Repeat the data. Keep each line identical.

(Items from a data source)
========================================================================
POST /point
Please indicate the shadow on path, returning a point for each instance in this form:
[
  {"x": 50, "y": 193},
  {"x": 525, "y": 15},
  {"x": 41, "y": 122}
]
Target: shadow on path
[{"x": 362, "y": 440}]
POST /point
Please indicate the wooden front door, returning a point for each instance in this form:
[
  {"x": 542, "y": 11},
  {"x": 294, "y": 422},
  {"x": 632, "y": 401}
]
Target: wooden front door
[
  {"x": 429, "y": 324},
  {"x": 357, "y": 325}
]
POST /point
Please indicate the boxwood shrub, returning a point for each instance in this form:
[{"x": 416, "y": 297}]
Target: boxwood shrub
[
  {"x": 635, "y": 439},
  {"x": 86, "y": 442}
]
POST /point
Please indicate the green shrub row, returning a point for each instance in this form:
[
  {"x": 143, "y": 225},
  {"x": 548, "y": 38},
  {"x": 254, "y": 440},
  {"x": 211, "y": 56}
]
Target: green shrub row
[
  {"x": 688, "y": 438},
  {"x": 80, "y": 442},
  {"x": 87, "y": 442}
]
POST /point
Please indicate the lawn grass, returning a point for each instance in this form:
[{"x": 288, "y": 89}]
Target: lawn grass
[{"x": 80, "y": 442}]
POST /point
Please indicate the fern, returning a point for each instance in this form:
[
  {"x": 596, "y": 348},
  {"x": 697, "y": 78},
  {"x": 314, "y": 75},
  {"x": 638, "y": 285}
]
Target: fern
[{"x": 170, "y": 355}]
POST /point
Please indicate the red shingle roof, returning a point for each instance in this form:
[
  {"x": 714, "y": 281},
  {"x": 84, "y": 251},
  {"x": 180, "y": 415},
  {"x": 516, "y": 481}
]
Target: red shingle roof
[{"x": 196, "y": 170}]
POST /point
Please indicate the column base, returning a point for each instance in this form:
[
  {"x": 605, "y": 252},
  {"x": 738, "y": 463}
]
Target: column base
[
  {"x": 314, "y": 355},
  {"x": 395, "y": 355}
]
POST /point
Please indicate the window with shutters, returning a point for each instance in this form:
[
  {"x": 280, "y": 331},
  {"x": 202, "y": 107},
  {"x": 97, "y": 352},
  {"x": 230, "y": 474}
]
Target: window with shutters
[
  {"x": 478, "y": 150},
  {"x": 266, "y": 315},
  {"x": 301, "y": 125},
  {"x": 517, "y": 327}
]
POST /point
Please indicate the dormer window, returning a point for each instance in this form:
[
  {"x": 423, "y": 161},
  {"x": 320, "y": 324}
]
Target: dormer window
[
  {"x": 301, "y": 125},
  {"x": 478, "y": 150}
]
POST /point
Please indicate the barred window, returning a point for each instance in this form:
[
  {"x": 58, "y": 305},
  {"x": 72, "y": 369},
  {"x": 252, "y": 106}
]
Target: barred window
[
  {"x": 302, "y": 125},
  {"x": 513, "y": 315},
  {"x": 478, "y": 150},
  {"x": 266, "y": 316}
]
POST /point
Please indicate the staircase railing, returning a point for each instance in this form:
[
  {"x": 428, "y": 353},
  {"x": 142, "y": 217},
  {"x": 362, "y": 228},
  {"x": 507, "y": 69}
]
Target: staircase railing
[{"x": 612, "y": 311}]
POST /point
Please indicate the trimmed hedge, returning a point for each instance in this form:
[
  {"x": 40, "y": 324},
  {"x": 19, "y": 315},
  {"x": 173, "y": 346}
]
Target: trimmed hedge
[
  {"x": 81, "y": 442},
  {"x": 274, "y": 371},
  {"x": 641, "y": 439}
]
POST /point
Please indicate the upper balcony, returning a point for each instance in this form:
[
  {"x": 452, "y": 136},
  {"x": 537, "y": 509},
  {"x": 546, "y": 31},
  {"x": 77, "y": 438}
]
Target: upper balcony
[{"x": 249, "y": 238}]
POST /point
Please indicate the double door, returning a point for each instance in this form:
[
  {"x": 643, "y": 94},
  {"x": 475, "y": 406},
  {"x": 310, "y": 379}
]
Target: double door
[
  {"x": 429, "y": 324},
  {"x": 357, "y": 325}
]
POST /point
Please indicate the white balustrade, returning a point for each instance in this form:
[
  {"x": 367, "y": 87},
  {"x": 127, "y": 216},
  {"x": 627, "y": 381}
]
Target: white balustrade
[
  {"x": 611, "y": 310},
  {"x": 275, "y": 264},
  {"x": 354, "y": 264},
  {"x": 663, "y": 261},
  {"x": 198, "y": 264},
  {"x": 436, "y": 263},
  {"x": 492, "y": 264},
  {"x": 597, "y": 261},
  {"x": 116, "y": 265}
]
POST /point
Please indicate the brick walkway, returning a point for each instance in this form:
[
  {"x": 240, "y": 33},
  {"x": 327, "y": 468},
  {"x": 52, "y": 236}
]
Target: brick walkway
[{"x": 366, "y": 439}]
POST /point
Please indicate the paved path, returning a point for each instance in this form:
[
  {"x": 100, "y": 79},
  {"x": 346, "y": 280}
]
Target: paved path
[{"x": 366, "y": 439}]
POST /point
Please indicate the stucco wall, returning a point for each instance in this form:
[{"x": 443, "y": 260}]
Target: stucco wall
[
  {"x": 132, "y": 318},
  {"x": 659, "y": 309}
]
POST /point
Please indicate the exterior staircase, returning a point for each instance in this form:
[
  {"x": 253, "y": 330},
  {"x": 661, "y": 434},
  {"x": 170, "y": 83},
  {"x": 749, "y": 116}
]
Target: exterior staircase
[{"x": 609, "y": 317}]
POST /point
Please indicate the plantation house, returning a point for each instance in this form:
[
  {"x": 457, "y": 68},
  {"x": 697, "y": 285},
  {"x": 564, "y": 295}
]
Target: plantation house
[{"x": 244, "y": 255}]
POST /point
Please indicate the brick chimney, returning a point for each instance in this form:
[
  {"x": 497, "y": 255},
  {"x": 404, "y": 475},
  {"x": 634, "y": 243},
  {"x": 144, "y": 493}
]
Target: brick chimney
========================================================================
REPLY TO THE EXERCISE:
POST /point
Please indicate the shadow on path, returning a point for each instance in this form:
[
  {"x": 50, "y": 193},
  {"x": 525, "y": 15},
  {"x": 41, "y": 122}
]
Target: shadow on path
[{"x": 362, "y": 440}]
POST /point
Please indicate the wooden front door, returning a point for each instance in this form:
[
  {"x": 542, "y": 11},
  {"x": 294, "y": 422},
  {"x": 632, "y": 401}
]
Target: wooden front door
[
  {"x": 429, "y": 324},
  {"x": 357, "y": 325}
]
POST /point
Please indicate the boxwood shrub, returning a point for each instance in this form:
[{"x": 416, "y": 297}]
Target: boxwood shrub
[
  {"x": 635, "y": 439},
  {"x": 86, "y": 442}
]
POST /point
Please indicate the green shrub row, returning a point for each instance in this form:
[
  {"x": 143, "y": 225},
  {"x": 548, "y": 38},
  {"x": 254, "y": 440},
  {"x": 211, "y": 56}
]
Target: green shrub row
[
  {"x": 688, "y": 438},
  {"x": 80, "y": 442},
  {"x": 87, "y": 442}
]
POST /point
Please indicate the lawn grass, returning a point for each instance in this form:
[{"x": 288, "y": 89}]
Target: lawn grass
[{"x": 80, "y": 442}]
POST /point
Please indicate the fern, returning a point for each instance in this form:
[
  {"x": 596, "y": 348},
  {"x": 697, "y": 78},
  {"x": 314, "y": 75},
  {"x": 638, "y": 285}
]
Target: fern
[{"x": 170, "y": 355}]
POST /point
Please indicate the red shingle roof, returning a point for each instance in this form:
[
  {"x": 714, "y": 281},
  {"x": 84, "y": 251},
  {"x": 180, "y": 415},
  {"x": 516, "y": 481}
]
Target: red shingle roof
[{"x": 196, "y": 170}]
POST /point
Please indicate the column base, returning a point for each instance in this form:
[
  {"x": 605, "y": 252},
  {"x": 738, "y": 463}
]
Target: column base
[
  {"x": 314, "y": 355},
  {"x": 395, "y": 355}
]
POST /point
Please indicate the window with shutters, returning a point for each instance in this form:
[
  {"x": 280, "y": 331},
  {"x": 202, "y": 107},
  {"x": 97, "y": 352},
  {"x": 230, "y": 474}
]
Target: window with shutters
[
  {"x": 478, "y": 150},
  {"x": 266, "y": 315},
  {"x": 301, "y": 125},
  {"x": 517, "y": 327}
]
POST /point
Please indicate the dormer window, returning a point for each instance in this form:
[
  {"x": 423, "y": 161},
  {"x": 320, "y": 324}
]
Target: dormer window
[
  {"x": 301, "y": 125},
  {"x": 478, "y": 150}
]
POST /point
Please indicate the barred window, returning a point for each instance in this form:
[
  {"x": 58, "y": 305},
  {"x": 72, "y": 369},
  {"x": 252, "y": 106}
]
Target: barred window
[
  {"x": 302, "y": 125},
  {"x": 513, "y": 315},
  {"x": 478, "y": 150},
  {"x": 266, "y": 316}
]
POST /point
Please indicate the staircase railing, returning a point for each instance in this form:
[
  {"x": 428, "y": 353},
  {"x": 142, "y": 217},
  {"x": 362, "y": 228},
  {"x": 507, "y": 69}
]
Target: staircase railing
[{"x": 612, "y": 311}]
POST /point
Please indicate the trimmed hedge, returning a point for each instance in this form:
[
  {"x": 40, "y": 324},
  {"x": 19, "y": 315},
  {"x": 173, "y": 346}
]
Target: trimmed hedge
[
  {"x": 81, "y": 442},
  {"x": 274, "y": 371},
  {"x": 641, "y": 439}
]
POST /point
Please indicate the upper balcony, returning a point for each instance in this form:
[
  {"x": 452, "y": 136},
  {"x": 537, "y": 509},
  {"x": 546, "y": 31},
  {"x": 77, "y": 438}
]
Target: upper balcony
[{"x": 249, "y": 238}]
POST /point
Please indicate the double door, returning a point for each instance in this form:
[
  {"x": 643, "y": 94},
  {"x": 475, "y": 406},
  {"x": 310, "y": 379}
]
Target: double door
[
  {"x": 429, "y": 324},
  {"x": 357, "y": 325}
]
POST /point
Please indicate the white balustrade, returning a point for each instance in this form:
[
  {"x": 367, "y": 87},
  {"x": 127, "y": 216},
  {"x": 627, "y": 381}
]
Target: white balustrade
[
  {"x": 611, "y": 310},
  {"x": 275, "y": 264},
  {"x": 354, "y": 264},
  {"x": 663, "y": 261},
  {"x": 198, "y": 264},
  {"x": 436, "y": 263},
  {"x": 492, "y": 264},
  {"x": 597, "y": 261},
  {"x": 116, "y": 265}
]
POST /point
Please indicate the brick walkway, returning a point for each instance in this form:
[
  {"x": 240, "y": 33},
  {"x": 327, "y": 468},
  {"x": 52, "y": 236}
]
Target: brick walkway
[{"x": 366, "y": 439}]
POST /point
Please indicate the paved path, returning a point for each instance in this form:
[
  {"x": 100, "y": 79},
  {"x": 346, "y": 280}
]
Target: paved path
[{"x": 366, "y": 439}]
POST /point
Please indicate the stucco wall, returning a point for each instance in this form:
[{"x": 443, "y": 260}]
Target: stucco wall
[
  {"x": 132, "y": 318},
  {"x": 659, "y": 309}
]
POST /point
Please indicate the exterior staircase, returning a point for each instance in this form:
[
  {"x": 253, "y": 330},
  {"x": 661, "y": 434},
  {"x": 170, "y": 83},
  {"x": 749, "y": 116}
]
Target: exterior staircase
[{"x": 609, "y": 317}]
POST /point
Please indicate the plantation house, returning a point for each instance in this form:
[
  {"x": 457, "y": 68},
  {"x": 697, "y": 285},
  {"x": 564, "y": 295}
]
Target: plantation house
[{"x": 244, "y": 255}]
POST /point
Please indicate the brick chimney, returning a point for each instance in this form:
[
  {"x": 497, "y": 255},
  {"x": 404, "y": 475},
  {"x": 634, "y": 243},
  {"x": 144, "y": 493}
]
Target: brick chimney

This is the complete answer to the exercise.